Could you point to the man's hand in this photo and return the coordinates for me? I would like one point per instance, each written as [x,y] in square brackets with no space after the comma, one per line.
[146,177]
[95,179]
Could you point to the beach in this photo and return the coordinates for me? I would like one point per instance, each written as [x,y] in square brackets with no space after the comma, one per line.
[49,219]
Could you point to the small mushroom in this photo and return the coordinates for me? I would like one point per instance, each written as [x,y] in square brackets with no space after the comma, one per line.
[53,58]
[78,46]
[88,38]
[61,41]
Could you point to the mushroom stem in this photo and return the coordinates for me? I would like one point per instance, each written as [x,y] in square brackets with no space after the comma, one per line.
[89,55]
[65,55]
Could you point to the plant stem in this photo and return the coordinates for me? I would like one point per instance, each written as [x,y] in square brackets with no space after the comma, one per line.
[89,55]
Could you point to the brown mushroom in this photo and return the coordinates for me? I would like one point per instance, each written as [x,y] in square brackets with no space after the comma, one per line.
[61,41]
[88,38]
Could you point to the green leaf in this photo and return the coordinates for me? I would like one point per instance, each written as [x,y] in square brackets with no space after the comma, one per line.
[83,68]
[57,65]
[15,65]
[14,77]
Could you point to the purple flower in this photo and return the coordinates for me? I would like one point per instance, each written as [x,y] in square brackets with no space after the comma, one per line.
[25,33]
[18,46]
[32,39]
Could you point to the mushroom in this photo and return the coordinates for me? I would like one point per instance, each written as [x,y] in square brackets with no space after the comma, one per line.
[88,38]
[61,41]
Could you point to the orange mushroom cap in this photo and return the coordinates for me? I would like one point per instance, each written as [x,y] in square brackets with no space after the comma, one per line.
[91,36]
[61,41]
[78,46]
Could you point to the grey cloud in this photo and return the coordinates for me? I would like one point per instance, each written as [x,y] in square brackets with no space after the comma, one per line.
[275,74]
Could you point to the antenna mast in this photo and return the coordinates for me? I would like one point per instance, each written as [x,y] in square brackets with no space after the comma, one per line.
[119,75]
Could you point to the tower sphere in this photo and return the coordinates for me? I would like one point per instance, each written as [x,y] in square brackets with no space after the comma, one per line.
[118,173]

=-=-=

● **YOUR TASK**
Extract all of the material exactly as it is written.

● **COMPLETED TASK**
Could you point to the man's hand in this photo and return the coordinates for me? I would like one point per instance, each written as [x,y] in square brackets with no space after the comma, one per line.
[146,177]
[95,179]
Could you point to the beach in this photo and return the coordinates for me? I would like one point per instance, each written as [x,y] in square brackets with no space after the comma, one per line.
[49,219]
Could you point to the small mushroom in this photo and return the coordinates for me? I would like one point per instance, each written as [x,y] in square brackets with no space after the comma, one per line.
[53,58]
[78,46]
[88,38]
[61,41]
Could you point to the mushroom stem in this photo and return the coordinates for me? I would like one point per instance, each written as [x,y] in square brackets with no space after the comma, one per line.
[89,55]
[65,55]
Could you point to the plant stem in this photo and return the coordinates for me? I would like one point per instance, each written as [x,y] in square brackets with no space after the comma, one per line.
[89,55]
Could you point to the brown mushroom in this photo and return the coordinates for me? I would like one point per instance, each written as [x,y] in square brackets with no space after the comma, one per line.
[61,41]
[88,38]
Could you point to the green leaf in this photo and return the coordinates for me? I would like one point per instance, each written as [x,y] in square brackets with no space after the comma, one per line.
[83,68]
[57,65]
[15,65]
[14,77]
Could you point to the purple flower in this photo and return the coordinates for me? I would like one point per instance, each written as [x,y] in square brackets with no space after the comma, one per line.
[25,33]
[18,46]
[32,39]
Could you point to the mushroom in this photo and return the coordinates for me? I would like one point per instance, each written as [x,y] in square brackets with no space after the comma, one per line.
[88,38]
[61,41]
Could you point to the orange mushroom cap in this photo and return the coordinates for me? I would like one point per instance, each written as [x,y] in square brackets with no space after the comma, one per line.
[91,36]
[61,41]
[78,46]
Could you point to the grey cloud in this photo and return the coordinates for me? I would like one point per instance, each written as [x,y] in square brackets with no space after the comma, one per line.
[275,74]
Could you point to the antenna mast in this photo and return the coordinates for me? I would like one point per instance, each written as [x,y] in square brackets with no space after the comma, one per line.
[119,75]
Could you point to the tower sphere in this photo and return the coordinates for me? I would like one point per instance, each written as [x,y] in square brackets with no space after the comma, one per line.
[118,173]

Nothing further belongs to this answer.